» STATED GOAL 1
List each line of the records that contains the string "blue". Case counts.
━━━ DOCUMENT TEXT
ITIL OSA Event Management

Effective service operation depends on
1. knowing the status of infrastructure and services
2. ability to detect deviations from normal or expected operation
event
a change of state that has significance for the management of an IT service or other CI; can require IT operations personnel to take action and often result in events being logged
event management
the process responsible for managing events through their lifecycle; one of the main activities of IT operations
configuration item (CI)
any component or other service asset that needs to be managed in order to deliver an IT service; information about each is recorded in a CMS (configuration management system) and maintained throughout its lifecycle; they are under the control of change management and can include services, hardware, software, buildings, people, and formal documentation such as processes, procedures, and SLAs (service level agreements)
━━━━━━
» STATED GOAL 2
According to the event management text, where is information about each configuration item recorded?
━━━ GIVEN RECORDS
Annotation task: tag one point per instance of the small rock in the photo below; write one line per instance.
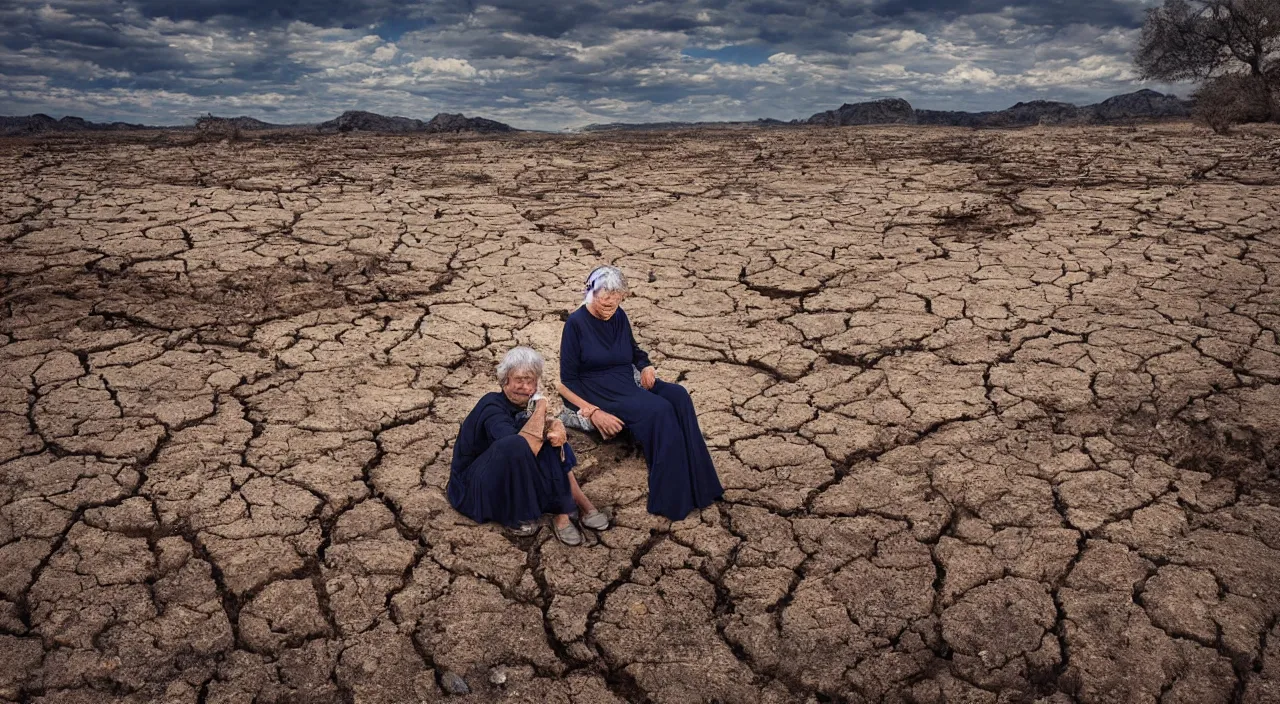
(453, 682)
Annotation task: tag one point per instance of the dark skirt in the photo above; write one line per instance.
(681, 474)
(507, 484)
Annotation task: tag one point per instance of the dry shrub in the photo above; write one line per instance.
(1234, 99)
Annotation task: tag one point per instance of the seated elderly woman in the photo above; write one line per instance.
(511, 464)
(598, 361)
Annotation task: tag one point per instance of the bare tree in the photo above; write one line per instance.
(1185, 40)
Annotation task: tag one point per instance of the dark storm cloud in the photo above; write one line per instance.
(543, 63)
(324, 13)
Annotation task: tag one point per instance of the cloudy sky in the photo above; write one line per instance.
(544, 64)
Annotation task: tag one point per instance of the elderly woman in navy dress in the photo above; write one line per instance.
(599, 359)
(511, 464)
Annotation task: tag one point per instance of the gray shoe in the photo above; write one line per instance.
(526, 529)
(595, 520)
(568, 535)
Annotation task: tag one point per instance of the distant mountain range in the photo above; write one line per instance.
(1141, 105)
(41, 123)
(351, 120)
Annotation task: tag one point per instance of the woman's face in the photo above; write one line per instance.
(520, 387)
(606, 304)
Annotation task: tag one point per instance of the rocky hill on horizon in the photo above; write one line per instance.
(1139, 105)
(41, 123)
(351, 120)
(360, 120)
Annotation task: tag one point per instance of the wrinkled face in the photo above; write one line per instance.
(520, 385)
(606, 304)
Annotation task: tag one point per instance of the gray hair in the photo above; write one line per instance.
(603, 279)
(520, 359)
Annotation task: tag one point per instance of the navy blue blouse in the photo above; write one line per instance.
(493, 419)
(594, 348)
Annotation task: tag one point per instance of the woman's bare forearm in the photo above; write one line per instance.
(583, 405)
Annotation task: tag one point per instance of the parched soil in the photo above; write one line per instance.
(997, 415)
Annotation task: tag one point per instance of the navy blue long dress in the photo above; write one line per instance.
(496, 475)
(597, 361)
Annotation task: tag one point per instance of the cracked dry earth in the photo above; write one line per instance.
(996, 412)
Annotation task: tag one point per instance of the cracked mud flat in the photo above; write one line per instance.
(997, 415)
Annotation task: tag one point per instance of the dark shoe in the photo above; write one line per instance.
(568, 535)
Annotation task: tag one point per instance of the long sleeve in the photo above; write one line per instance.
(498, 425)
(571, 357)
(639, 357)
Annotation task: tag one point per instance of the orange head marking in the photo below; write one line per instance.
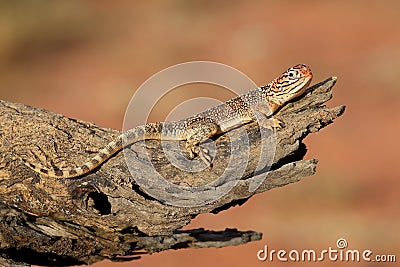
(292, 83)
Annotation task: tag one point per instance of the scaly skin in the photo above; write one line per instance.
(264, 100)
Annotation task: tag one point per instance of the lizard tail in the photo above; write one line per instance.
(129, 137)
(105, 153)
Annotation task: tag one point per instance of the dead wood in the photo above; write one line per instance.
(107, 213)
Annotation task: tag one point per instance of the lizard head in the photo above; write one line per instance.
(290, 84)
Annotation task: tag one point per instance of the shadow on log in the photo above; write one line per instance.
(107, 214)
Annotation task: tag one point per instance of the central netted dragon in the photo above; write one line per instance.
(256, 105)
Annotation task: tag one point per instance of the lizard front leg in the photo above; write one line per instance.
(199, 130)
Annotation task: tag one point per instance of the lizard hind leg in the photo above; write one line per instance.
(199, 130)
━━━━━━
» PROBLEM SOLUTION 1
Annotation task: tag one point per instance of the navy blue blouse in the photo above; write one line per instance.
Annotation task: tag one point per instance of the navy blue long dress in the photo above; write one line per instance.

» PROBLEM SOLUTION 2
In a CMS (configuration management system).